■ **Task list**:
a) Render this sentence from the passage on Christ and the Logos into Spanish: "Something which was present under the old dispensation as an incident in the Mysteries becomes a historical fact through Christianity."
b) Pick up the passage on Christ and the Logos after its final sentence and carry it forward.

And so the old conception of the universe is developed and splits into two leading ideas. It leads in Neo-Platonism and similar systems to an idea of Christ which is purely spiritual; on the other hand, it leads to a fusion of the idea of Christ with a historical manifestation, the personality of Jesus. The writer of the Gospel of St. John may be said to unite these two conceptions. "In the beginning was the Word." He shares this conviction with the Neo-Platonists. The Word becomes spirit within the soul, thus do the Neo-Platonists conclude. The Word was made flesh in Jesus, thus does St. John conclude, and with him the whole Christian community. The inner meaning of the manner in which the Word was made flesh was given in all the ancient cosmogonies. Plato says of the macrocosm: "God has extended the body of the world on the soul of the world in the form of a cross." The soul of the world is the Logos. If the Logos is to be made flesh, he must recapitulate the cosmic process in fleshly existence. He must be nailed to the cross, and rise again. In spiritual form this most momentous thought of Christianity had long before been prefigured in the old cosmogonies. The Mystic went through it as a personal experience in initiation. The Logos become man had to go through it in a way that made this fact one that is true for or valid to the whole of humanity. Something which was present under the old dispensation as an incident in the Mysteries becomes a historical fact through Christianity. Hence Christianity was the fulfilment not only of what the Jewish prophets had predicted, but also of the truth which had been prefigured in the Mysteries.

■ **Supplied data**:
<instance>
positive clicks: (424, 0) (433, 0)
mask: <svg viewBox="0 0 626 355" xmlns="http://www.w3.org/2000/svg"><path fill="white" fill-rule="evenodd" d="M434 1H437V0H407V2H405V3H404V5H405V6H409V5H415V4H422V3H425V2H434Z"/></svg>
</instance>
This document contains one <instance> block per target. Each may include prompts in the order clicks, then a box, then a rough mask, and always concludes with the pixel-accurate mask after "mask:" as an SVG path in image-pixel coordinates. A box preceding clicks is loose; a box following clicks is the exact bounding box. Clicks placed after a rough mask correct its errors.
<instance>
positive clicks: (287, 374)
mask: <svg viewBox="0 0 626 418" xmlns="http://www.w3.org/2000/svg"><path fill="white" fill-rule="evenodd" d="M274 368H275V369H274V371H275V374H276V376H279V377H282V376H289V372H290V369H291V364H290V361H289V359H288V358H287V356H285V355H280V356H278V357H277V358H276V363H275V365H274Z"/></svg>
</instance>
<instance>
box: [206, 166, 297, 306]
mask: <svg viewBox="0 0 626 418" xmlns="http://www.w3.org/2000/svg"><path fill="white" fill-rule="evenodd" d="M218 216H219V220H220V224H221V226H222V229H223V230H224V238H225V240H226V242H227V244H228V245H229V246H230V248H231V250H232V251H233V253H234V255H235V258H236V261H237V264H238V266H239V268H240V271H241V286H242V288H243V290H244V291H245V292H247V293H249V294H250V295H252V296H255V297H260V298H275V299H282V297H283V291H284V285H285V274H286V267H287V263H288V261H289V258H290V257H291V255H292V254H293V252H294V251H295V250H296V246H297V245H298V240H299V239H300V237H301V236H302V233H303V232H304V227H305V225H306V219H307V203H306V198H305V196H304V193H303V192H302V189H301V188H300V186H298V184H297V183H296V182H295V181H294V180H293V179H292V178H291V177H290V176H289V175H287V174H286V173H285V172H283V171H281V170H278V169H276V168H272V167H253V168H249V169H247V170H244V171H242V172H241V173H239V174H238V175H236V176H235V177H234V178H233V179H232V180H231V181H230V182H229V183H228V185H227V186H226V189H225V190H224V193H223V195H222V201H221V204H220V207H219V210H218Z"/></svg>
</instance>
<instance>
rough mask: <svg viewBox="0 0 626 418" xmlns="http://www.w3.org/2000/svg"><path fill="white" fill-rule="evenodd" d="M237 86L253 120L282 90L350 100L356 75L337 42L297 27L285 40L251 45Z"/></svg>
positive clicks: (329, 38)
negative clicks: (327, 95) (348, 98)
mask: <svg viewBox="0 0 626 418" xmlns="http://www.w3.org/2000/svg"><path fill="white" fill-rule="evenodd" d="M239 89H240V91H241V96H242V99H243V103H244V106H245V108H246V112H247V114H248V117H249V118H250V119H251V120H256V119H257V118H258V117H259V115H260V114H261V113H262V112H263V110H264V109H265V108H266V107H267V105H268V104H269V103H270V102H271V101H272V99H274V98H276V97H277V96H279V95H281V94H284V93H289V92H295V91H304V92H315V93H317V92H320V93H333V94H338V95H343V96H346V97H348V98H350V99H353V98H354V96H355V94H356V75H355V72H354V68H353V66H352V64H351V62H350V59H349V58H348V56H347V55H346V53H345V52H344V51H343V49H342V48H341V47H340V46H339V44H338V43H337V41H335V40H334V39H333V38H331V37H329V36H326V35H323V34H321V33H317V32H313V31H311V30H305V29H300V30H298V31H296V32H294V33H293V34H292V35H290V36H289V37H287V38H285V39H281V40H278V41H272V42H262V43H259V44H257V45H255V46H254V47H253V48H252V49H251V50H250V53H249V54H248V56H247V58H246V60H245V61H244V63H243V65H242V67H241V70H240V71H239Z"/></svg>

■ **Responses in order**:
a) Algo que estaba presente bajo la antigua dispensación como un incidente en los Misterios se convierte en un hecho histórico a través del cristianismo.

b)
The Cross of Golgotha gathers together in one fact the whole cult of the Mysteries of antiquity. We find the cross first in the ancient cosmogonies. At the starting-point of Christianity it confronts us in an unique event which has supreme value for the whole of mankind. It is from this point of view that it is possible for the reason to apprehend the mystical element in Christianity. Christianity as a mystical fact is a milestone in the process of human evolution; and the incidents in the Mysteries, with their attendant results, are the preparation for that mystical fact.